### Excerto do documento
# # # # #

Sobre os episódios de violência doméstica de que Bárbara Guimarães o acusa, Carrilho negou ter violentado a ex-mulher e lembrou que “não foram apresentadas nunca provas”. Quanto às nódoas negras que Bárbara fotografou e anexou à acusação, o ex-ministro referiu que “desde que conheço a Bárbara que lhe conheço nódoas negras”.

E aproveitou ainda para relatar mais episódios de “noites inteiras” em que ela saía de casa e chegava alcoolizada, “copos partidos”, “quedas em buracos”, “choques com portas fechadas”, assim como contou sobre as vezes em que “deixava a filha de dois anos e meio à porta da cozinha a pedir comida, enquanto beberricava com as amigas”. Vinho branco “fresquinho”, o mesmo vinho que ele diz que acabava por beber também “por amor a Bárbara e para diminuir a dose dela”.

Tudo piorou no último ano de casamento, garante. E não é ao acaso, sublinha, que “numa casa de 400 metros quadrados só foram faladas duas divisões: o sótão e a cozinha”.

# # # # #

### Tarefa
Indique se cada afirmação está de acordo com o excerto do documento, respondendo sim ou não e citando as palavras decisivas. (a) Carrilho afirmou que nunca foram apresentadas provas. (b) Segundo Carrilho, a situação melhorou no último ano de casamento. (c) A casa referida tinha 400 metros quadrados.

# # # # #

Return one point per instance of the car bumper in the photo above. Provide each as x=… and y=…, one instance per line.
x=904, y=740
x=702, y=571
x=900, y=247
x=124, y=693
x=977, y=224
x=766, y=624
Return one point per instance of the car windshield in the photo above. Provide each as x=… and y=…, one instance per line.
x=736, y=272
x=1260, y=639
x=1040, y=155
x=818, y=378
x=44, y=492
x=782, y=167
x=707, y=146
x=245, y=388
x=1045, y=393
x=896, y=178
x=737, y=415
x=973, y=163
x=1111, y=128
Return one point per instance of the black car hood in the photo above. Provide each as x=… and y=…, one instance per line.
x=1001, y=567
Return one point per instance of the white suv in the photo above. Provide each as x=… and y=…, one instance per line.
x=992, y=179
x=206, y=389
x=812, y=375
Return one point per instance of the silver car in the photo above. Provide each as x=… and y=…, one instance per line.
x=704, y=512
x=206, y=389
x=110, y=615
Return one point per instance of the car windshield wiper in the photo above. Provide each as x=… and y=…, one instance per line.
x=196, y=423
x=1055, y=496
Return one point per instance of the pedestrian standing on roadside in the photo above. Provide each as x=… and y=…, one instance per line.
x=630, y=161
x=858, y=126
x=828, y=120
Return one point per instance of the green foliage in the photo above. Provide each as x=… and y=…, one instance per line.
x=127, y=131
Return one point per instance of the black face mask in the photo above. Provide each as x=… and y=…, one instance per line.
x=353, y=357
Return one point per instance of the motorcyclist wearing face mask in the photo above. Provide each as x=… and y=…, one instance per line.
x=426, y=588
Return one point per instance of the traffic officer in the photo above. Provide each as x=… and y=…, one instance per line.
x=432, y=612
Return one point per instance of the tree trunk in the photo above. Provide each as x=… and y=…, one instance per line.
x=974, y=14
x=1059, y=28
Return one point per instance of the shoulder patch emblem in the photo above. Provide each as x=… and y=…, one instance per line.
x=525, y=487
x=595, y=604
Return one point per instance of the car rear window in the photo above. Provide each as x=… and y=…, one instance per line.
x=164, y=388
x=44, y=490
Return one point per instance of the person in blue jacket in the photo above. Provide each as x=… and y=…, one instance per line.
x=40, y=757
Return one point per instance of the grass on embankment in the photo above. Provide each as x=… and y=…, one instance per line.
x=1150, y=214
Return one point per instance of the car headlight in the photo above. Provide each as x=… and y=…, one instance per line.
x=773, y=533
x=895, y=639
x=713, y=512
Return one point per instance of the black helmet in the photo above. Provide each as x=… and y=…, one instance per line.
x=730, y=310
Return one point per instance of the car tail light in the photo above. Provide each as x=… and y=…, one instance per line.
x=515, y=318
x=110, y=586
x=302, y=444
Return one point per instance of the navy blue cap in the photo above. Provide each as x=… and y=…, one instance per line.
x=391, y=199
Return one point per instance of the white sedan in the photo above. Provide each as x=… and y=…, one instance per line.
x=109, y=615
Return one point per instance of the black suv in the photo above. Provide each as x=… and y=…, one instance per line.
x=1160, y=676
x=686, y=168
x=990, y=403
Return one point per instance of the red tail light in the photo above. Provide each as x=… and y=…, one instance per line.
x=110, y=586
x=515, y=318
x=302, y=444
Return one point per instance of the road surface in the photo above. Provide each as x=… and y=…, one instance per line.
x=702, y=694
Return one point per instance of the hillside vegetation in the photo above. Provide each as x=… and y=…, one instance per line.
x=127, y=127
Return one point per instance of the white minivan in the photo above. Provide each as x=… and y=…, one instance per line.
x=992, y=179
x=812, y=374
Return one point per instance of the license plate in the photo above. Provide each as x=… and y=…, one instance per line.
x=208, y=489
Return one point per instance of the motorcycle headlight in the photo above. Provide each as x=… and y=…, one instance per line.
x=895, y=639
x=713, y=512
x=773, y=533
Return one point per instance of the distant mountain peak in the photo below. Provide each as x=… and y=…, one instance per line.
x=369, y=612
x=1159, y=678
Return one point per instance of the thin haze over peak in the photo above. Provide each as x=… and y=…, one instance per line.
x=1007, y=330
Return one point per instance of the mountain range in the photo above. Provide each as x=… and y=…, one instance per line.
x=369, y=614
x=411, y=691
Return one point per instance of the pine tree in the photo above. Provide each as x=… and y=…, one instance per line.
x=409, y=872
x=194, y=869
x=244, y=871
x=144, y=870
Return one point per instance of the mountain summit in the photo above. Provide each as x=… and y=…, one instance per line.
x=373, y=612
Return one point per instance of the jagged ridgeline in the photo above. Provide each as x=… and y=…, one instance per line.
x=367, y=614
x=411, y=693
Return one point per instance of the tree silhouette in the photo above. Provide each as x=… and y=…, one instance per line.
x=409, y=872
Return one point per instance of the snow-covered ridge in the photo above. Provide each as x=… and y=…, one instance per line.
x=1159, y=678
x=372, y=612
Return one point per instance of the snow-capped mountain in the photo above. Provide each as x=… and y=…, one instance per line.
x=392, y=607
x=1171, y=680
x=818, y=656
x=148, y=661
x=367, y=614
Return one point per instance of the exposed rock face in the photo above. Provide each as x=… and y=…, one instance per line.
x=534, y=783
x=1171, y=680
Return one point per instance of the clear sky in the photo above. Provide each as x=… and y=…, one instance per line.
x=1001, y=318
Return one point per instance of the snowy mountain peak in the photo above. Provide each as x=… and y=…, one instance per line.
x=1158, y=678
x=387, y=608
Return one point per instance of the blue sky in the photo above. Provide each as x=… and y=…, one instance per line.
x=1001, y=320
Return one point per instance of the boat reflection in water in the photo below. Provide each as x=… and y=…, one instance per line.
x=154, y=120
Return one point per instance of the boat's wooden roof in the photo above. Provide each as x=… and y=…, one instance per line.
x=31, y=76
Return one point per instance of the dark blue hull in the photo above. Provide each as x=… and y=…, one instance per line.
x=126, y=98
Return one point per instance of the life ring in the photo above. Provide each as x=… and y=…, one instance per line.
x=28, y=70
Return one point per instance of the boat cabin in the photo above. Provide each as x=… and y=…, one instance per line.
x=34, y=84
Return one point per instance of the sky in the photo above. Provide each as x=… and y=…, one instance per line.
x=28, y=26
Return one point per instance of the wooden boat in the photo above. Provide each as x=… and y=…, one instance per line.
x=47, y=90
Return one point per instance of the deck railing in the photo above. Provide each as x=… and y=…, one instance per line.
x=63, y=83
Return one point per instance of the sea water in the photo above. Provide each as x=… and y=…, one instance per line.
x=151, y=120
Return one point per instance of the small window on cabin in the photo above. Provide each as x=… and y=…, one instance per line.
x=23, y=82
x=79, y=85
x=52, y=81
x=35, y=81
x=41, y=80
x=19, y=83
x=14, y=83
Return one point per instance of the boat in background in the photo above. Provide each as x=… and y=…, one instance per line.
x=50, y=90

# # # # #

### Resposta
(a) Sim: "não foram apresentadas nunca provas".
(b) Não: "Tudo piorou no último ano de casamento".
(c) Sim: "numa casa de 400 metros quadrados".